begin Source extract

This new fangled radio technology was beginning to get exciting. Spark gap transmitters had been used to wirelessly send signals to a receiver. In 1888 Hertz was able to show the transmitters were producing electromagnetic waves predicted by Maxwell a quarter of a century earlier - waves that travel through space at the speed of light. Waves that could carry a signal.
The rush was on to create practical communication systems and ship to shore radio looked to be the killer application. Signals were sent using morse code and the number of radio equipped boats began to grow - particularly in the North Atlantic. But there was this little problem...

end Source extract

■ **What is asked**
#1 According to the early radio passage, what did Hertz demonstrate in 1888?
#2 Resume the early radio passage after its final sentence and carry it forward.
The listing that comes after the early radio passage plays no part in this work.

begin Entries provided

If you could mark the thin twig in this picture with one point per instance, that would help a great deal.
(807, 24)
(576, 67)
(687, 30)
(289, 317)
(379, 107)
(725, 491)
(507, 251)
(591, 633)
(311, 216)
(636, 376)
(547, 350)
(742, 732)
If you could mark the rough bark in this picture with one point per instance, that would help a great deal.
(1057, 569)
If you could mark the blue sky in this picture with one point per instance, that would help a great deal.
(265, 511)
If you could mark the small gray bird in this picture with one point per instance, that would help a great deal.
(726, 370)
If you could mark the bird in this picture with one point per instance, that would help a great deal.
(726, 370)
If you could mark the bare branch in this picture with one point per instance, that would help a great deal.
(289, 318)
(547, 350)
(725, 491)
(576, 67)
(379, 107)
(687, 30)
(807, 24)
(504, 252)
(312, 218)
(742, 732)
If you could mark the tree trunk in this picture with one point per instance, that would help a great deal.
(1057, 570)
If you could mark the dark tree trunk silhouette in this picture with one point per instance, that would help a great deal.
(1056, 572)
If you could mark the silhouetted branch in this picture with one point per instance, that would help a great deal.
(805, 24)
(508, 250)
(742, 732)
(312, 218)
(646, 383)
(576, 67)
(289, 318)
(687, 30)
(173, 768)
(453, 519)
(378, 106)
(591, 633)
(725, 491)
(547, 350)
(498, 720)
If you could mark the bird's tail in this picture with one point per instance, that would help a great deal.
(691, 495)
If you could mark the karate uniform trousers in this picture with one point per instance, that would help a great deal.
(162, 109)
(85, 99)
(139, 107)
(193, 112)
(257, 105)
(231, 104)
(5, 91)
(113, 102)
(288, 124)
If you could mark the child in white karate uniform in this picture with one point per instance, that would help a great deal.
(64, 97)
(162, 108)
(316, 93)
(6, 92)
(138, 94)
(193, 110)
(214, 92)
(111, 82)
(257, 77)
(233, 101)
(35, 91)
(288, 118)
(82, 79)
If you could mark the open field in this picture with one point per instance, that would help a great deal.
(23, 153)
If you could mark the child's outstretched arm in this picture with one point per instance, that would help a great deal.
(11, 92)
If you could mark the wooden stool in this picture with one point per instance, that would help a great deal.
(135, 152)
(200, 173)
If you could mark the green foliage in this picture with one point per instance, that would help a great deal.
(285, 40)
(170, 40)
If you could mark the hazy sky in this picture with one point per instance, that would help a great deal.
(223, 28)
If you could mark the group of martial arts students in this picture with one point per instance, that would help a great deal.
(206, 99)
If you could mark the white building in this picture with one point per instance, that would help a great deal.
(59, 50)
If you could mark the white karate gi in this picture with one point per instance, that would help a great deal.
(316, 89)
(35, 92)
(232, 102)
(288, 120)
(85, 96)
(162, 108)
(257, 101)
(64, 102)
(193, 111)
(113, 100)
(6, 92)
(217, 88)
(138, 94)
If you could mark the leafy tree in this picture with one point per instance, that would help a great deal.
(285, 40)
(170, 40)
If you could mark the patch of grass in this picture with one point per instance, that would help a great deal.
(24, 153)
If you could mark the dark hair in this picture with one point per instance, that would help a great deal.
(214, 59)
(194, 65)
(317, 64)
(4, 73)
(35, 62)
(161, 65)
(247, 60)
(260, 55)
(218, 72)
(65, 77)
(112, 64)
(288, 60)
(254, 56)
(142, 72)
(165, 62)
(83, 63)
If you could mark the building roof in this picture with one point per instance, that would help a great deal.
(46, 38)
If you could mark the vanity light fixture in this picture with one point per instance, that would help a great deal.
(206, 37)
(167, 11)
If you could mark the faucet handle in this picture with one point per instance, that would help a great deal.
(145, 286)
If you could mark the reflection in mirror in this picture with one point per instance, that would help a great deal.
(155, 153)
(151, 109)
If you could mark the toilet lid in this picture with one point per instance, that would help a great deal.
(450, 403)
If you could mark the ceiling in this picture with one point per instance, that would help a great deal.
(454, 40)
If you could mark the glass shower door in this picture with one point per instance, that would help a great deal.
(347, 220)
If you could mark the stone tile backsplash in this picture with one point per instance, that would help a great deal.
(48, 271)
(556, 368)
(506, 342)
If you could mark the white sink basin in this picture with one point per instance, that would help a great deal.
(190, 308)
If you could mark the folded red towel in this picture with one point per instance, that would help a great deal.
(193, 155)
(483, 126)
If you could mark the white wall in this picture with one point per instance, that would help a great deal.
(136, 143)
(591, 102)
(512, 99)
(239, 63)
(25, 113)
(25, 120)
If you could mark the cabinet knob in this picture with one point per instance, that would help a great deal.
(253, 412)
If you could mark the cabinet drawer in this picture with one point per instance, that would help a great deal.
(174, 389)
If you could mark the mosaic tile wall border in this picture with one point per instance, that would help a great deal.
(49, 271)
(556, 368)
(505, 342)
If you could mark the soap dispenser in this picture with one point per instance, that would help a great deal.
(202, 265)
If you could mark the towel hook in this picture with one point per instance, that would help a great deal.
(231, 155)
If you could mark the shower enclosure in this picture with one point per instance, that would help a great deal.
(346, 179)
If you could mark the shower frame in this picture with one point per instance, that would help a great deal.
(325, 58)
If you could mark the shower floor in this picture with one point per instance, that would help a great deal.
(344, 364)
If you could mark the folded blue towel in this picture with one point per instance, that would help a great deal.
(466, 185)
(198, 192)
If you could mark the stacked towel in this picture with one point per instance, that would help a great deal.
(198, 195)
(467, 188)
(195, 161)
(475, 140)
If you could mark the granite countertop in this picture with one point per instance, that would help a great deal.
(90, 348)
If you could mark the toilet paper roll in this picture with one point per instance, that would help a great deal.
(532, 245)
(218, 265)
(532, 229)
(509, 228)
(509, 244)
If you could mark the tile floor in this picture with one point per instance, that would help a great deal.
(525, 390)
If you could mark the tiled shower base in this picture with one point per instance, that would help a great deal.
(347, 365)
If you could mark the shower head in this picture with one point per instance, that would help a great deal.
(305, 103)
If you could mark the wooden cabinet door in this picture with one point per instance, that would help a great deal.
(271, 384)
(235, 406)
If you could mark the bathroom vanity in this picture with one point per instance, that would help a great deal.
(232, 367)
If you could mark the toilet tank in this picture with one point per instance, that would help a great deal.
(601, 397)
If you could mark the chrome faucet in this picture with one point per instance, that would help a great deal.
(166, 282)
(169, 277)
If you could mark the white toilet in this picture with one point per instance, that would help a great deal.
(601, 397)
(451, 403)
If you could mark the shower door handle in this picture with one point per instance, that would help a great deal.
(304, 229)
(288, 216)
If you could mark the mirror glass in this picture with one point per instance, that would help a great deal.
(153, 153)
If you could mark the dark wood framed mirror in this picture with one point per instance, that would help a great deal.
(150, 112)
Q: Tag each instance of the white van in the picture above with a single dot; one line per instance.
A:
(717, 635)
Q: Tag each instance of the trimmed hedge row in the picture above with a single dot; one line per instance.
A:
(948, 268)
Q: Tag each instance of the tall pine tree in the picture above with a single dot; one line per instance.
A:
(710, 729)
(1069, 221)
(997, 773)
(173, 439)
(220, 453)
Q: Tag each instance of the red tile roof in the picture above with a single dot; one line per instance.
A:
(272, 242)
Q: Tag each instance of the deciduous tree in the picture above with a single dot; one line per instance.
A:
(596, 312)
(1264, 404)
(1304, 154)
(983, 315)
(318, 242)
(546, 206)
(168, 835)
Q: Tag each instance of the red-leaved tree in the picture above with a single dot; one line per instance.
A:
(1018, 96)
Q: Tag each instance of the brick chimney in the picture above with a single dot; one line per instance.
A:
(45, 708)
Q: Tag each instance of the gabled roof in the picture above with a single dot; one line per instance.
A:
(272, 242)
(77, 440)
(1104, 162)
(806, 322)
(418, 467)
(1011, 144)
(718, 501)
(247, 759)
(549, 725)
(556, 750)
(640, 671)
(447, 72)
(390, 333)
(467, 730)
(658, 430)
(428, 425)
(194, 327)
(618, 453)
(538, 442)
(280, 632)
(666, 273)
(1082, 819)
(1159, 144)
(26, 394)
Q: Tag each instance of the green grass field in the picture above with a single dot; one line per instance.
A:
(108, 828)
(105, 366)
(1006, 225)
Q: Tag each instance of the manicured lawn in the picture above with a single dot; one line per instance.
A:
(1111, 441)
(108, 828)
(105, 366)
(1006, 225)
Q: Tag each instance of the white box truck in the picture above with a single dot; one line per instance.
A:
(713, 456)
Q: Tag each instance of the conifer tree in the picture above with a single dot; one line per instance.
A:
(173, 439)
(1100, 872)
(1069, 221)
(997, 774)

end Entries provided

■ **Answers per task**
#1 He showed that spark gap transmitters were producing the electromagnetic waves Maxwell had predicted a quarter of a century earlier.

#2
Signals sent from one spark gap transmitter would be received by all of the receivers within range. Early on communications were very sparce and it was possible to manage a few dozen ships, but it didn't scale. The solution of sending signals that didn't step on each other would be a form of multiplexing, but it wasn't obvious how until Marconi invented syntonic multiplexing. His idea was a transmitter that would radiate at a fixed frequency and a receiver to be able to resonate with just that frequency. In retrospect it wasn't terribly different from the tone based multiplexing that appeared in telegraphy in the 1870s, but it was one of the those breathtalking intellectual leaps. The sort of discovery that seemed obvious in retrospect. By 1901 the Navy was talking about introducing it on warships and discontinuing the use of carrier pigeons for naval communications.
Twenty years passed and radio became practical for broadcast communications. Children made crystal sets, families bought receivers in fine wood cabinets that cost a month's wages or more and radio stations popped into existence. The growth was astonishing. It was all based on Marconi's syntonic multiplexing. Frequencies and channels were assigned. International groups were formed to make sure long range communications wouldn't interfere with each other and within countries policy was created. In the US AM stations were regulated in frequency and power - the allowed power changing at sunrise and sunset for most to limit their range.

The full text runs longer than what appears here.